(Point annotation records)
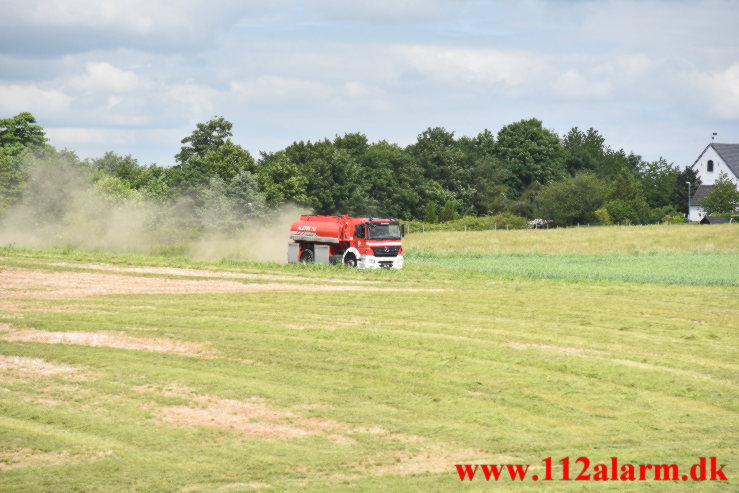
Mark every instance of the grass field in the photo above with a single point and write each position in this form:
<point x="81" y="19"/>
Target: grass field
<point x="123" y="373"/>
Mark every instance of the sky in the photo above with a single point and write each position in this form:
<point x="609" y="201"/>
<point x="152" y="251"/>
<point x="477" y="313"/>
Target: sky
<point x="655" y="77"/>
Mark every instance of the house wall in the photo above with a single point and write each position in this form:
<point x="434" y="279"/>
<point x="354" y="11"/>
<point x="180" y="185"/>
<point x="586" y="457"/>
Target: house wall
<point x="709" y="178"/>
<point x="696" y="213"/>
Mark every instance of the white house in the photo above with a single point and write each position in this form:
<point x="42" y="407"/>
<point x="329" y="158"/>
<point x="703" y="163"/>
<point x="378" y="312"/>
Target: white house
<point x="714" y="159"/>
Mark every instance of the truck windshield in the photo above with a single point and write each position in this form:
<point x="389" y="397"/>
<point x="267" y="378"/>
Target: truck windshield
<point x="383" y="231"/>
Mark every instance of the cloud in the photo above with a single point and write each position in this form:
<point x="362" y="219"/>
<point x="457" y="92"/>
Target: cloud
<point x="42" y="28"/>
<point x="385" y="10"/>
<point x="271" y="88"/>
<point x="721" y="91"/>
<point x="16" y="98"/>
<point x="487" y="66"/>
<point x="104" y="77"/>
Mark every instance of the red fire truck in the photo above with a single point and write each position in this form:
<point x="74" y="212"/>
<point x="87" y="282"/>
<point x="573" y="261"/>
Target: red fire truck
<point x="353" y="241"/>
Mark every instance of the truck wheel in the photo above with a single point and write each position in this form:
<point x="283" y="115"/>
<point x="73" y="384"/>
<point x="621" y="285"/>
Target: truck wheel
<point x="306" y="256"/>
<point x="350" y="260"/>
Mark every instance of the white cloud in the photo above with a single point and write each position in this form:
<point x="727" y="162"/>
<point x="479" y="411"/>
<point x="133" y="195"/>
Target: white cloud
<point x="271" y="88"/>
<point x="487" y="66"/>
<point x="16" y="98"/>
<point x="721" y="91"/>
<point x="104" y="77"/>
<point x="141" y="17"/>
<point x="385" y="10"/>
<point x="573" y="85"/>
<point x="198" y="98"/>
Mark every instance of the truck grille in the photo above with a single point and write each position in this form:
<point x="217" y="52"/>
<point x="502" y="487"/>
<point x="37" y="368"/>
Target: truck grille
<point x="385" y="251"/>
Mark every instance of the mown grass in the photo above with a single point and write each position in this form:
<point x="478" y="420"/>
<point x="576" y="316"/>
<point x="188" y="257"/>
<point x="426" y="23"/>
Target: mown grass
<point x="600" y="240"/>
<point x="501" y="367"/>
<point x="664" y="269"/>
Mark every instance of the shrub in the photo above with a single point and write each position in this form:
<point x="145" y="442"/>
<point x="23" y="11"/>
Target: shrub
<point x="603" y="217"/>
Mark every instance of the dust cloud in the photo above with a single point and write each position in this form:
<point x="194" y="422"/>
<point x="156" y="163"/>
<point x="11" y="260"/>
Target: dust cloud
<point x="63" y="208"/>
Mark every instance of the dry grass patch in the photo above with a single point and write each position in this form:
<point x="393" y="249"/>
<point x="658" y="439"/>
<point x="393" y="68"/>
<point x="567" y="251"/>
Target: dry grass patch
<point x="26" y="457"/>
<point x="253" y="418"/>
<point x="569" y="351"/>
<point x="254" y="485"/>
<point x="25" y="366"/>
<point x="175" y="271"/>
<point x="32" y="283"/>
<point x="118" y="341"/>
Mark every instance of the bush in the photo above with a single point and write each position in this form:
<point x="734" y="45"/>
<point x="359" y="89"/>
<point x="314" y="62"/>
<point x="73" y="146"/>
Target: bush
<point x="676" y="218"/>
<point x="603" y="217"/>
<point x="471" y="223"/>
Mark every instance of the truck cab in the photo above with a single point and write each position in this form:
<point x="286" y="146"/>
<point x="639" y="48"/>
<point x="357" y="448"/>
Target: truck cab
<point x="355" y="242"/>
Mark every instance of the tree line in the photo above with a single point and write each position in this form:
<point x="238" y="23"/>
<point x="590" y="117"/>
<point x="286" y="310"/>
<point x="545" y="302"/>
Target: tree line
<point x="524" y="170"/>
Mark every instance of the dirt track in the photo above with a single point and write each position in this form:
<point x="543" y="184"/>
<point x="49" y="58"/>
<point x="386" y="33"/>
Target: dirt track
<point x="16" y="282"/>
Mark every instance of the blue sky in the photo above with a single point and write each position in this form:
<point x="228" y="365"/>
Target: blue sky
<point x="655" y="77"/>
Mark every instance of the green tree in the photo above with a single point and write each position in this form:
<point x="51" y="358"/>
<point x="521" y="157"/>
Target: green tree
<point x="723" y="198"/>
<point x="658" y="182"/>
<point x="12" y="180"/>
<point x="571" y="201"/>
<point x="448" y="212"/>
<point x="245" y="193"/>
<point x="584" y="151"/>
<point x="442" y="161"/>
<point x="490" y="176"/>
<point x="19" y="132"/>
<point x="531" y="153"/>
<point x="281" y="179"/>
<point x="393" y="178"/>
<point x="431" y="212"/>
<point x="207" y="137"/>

◆ Task goal
Reproduce nothing but the lines from the line containing "Mark every instance of the blue" to the last line of the data, each exactly as written.

◆ Solution to the problem
Mark every instance of the blue sky in the photo above with a single point and write each position in this form:
<point x="228" y="365"/>
Target: blue sky
<point x="655" y="77"/>
Mark every instance of the green tree in the photo above with a single point and write each position in this form:
<point x="51" y="358"/>
<point x="521" y="157"/>
Target: green tree
<point x="723" y="198"/>
<point x="658" y="182"/>
<point x="12" y="180"/>
<point x="571" y="201"/>
<point x="448" y="212"/>
<point x="245" y="193"/>
<point x="584" y="151"/>
<point x="442" y="161"/>
<point x="490" y="176"/>
<point x="19" y="132"/>
<point x="531" y="153"/>
<point x="281" y="179"/>
<point x="393" y="178"/>
<point x="431" y="212"/>
<point x="207" y="137"/>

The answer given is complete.